◆ TEXT EXCERPT
====

So I bring the person in. And I coach them a little bit. And I always start with something positive. I would bring that person in and say, I want you to know how much I appreciate having you on the team. I mean, you are so productive. I learn a lot from you. It's just I love having you on the team. And just you do a really great job.

The one thing that I have observed, though, is oftentimes, the team feels disconnected from you. And there's so much that some of your teammates-- some of your colleagues could learn from you. Like, we've got two new players on the team right now, new two employees. I would love to spend a little bit of time with you. Because, I mean, you do an incredible job.

I mean, I had a-- I had a-- I'm thinking one of my early teams-- this is probably 28 years ago, 29 years ago-- was salesperson of the year. And I was managing a sales team back then. It's before I went to school for counseling, got into the mental health field. And she was just-- she was off in her own world. And she was great at what she did. But she really wasn't interested in being part of the team.

====

◆ DATASET
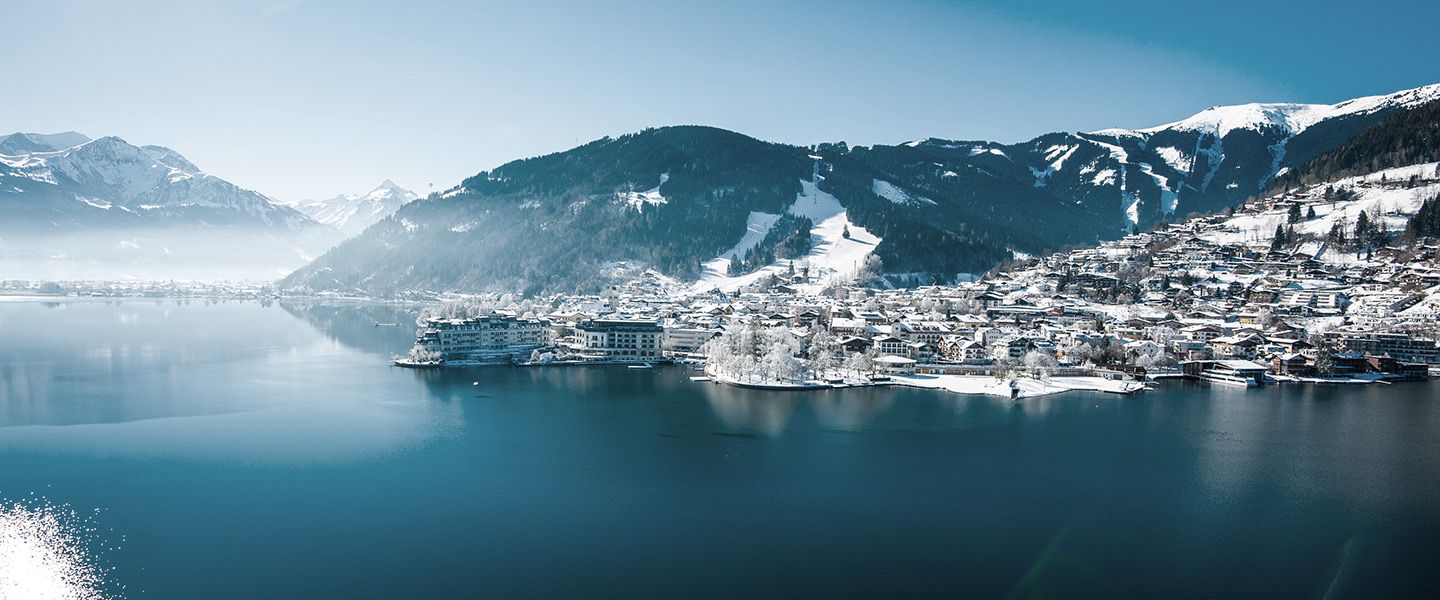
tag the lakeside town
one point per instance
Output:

====

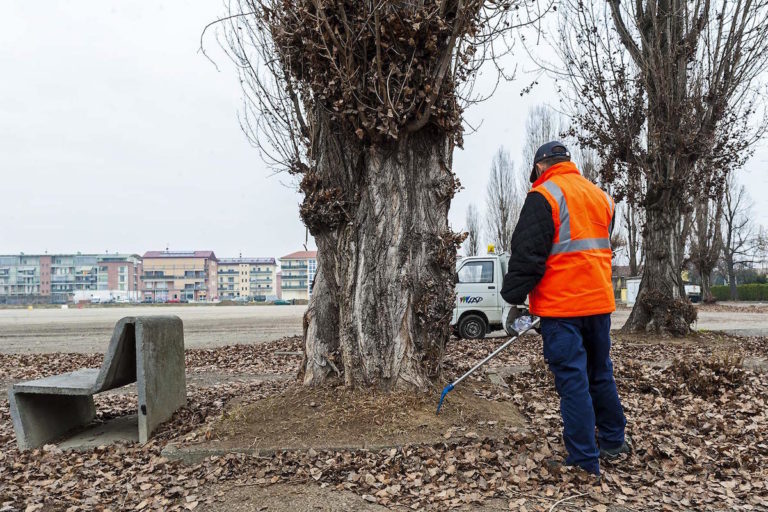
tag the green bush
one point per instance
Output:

====

◆ WORK INSTRUCTION A
From the coaching transcript, extract the stretch from "I mean, I had" through "of the team.".
◆ WORK INSTRUCTION B
In the coaching transcript, what field did the speaker get into after managing the sales team?

◆ WRITTEN SOLUTION A
I mean, I had a-- I had a-- I'm thinking one of my early teams-- this is probably 28 years ago, 29 years ago-- was salesperson of the year. And I was managing a sales team back then. It's before I went to school for counseling, got into the mental health field. And she was just-- she was off in her own world. And she was great at what she did. But she really wasn't interested in being part of the team.

◆ WRITTEN SOLUTION B
The mental health field, after going to school for counseling.